## Description of the task
Reproduce the listing verbatim.

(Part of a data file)
- - -

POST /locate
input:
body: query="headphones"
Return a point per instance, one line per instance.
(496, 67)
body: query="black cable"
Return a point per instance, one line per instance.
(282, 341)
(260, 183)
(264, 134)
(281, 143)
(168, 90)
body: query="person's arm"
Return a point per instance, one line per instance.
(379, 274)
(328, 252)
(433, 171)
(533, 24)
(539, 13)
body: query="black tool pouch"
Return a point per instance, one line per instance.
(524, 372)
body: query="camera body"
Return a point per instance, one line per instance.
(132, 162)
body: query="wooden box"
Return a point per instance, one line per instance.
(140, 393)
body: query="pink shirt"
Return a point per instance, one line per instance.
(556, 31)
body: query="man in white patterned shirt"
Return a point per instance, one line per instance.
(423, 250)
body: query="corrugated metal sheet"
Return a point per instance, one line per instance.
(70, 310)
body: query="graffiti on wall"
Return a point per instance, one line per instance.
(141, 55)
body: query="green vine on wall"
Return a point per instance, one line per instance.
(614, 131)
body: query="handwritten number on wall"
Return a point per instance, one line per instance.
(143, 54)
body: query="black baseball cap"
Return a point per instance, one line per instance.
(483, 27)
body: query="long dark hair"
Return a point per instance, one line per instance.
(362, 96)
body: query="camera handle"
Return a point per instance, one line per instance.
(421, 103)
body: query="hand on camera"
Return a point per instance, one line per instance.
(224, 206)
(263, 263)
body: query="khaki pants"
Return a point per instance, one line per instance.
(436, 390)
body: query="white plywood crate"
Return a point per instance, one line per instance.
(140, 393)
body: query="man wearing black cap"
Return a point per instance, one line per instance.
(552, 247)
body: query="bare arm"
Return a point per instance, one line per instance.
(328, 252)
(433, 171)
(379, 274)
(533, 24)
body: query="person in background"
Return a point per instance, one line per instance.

- - -

## Reply
POST /locate
input:
body: query="headphones"
Return a point per instance, one line per instance.
(496, 67)
body: query="black cable"
Return a point per instance, one line per instance.
(282, 341)
(260, 183)
(264, 134)
(281, 143)
(168, 90)
body: query="person's arm"
Return a point per instance, one line per instance.
(379, 274)
(328, 252)
(433, 171)
(533, 24)
(539, 13)
body: query="black tool pouch"
Return a point per instance, one line per instance.
(524, 372)
body: query="camera body"
Return a point per instance, one line per instance.
(132, 162)
body: query="wooden box"
Return a point per instance, one line per instance.
(140, 393)
body: query="pink shirt"
Return a point per instance, one line per instance.
(556, 31)
body: query="man in white patterned shirt"
Return a point per instance, one line per instance.
(423, 250)
body: query="corrugated metal sheet"
Return a point per instance, one line per instance.
(70, 310)
body: query="graffiti on wall"
Return a point per instance, one line per instance.
(141, 55)
body: query="green vine on wall"
Return a point per instance, one line per instance.
(614, 131)
body: query="handwritten number on wall"
Return a point per instance, one line per instance.
(143, 54)
body: query="black baseball cap"
Return a point per instance, one line per instance.
(483, 27)
body: query="long dark hair"
Return a point per instance, one line per instance.
(362, 96)
body: query="camera handle"
Return a point per instance, one line per instance.
(421, 103)
body: query="hand on camera"
Return a point per instance, one line per instance.
(224, 206)
(263, 263)
body: query="khaki pants"
Return a point per instance, one line per instance.
(436, 390)
body: query="white plywood crate"
Return a point per instance, one line per instance.
(140, 393)
body: query="man wearing black cap"
Return a point per instance, one line per instance.
(552, 247)
body: query="bare arm"
Return a point per instance, one line per instance.
(328, 252)
(433, 171)
(379, 274)
(533, 24)
body: query="person in background"
Return a point per instance, one line per instance.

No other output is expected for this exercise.